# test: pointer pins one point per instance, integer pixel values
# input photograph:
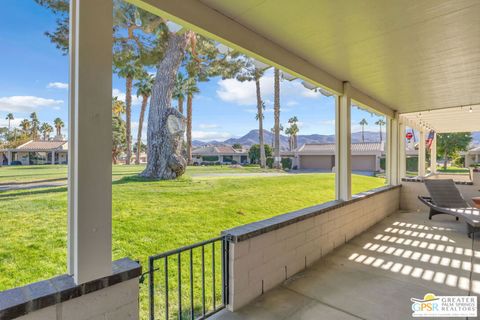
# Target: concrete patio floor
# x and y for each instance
(375, 274)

══════

What the task requires ▸
The material above is to be transcribed exactly, with its images omitted.

Expected output ▸
# test: pointer pins one point per instance, integer pixel values
# input photograph:
# Target: concrete patio floor
# x and y for each instance
(375, 274)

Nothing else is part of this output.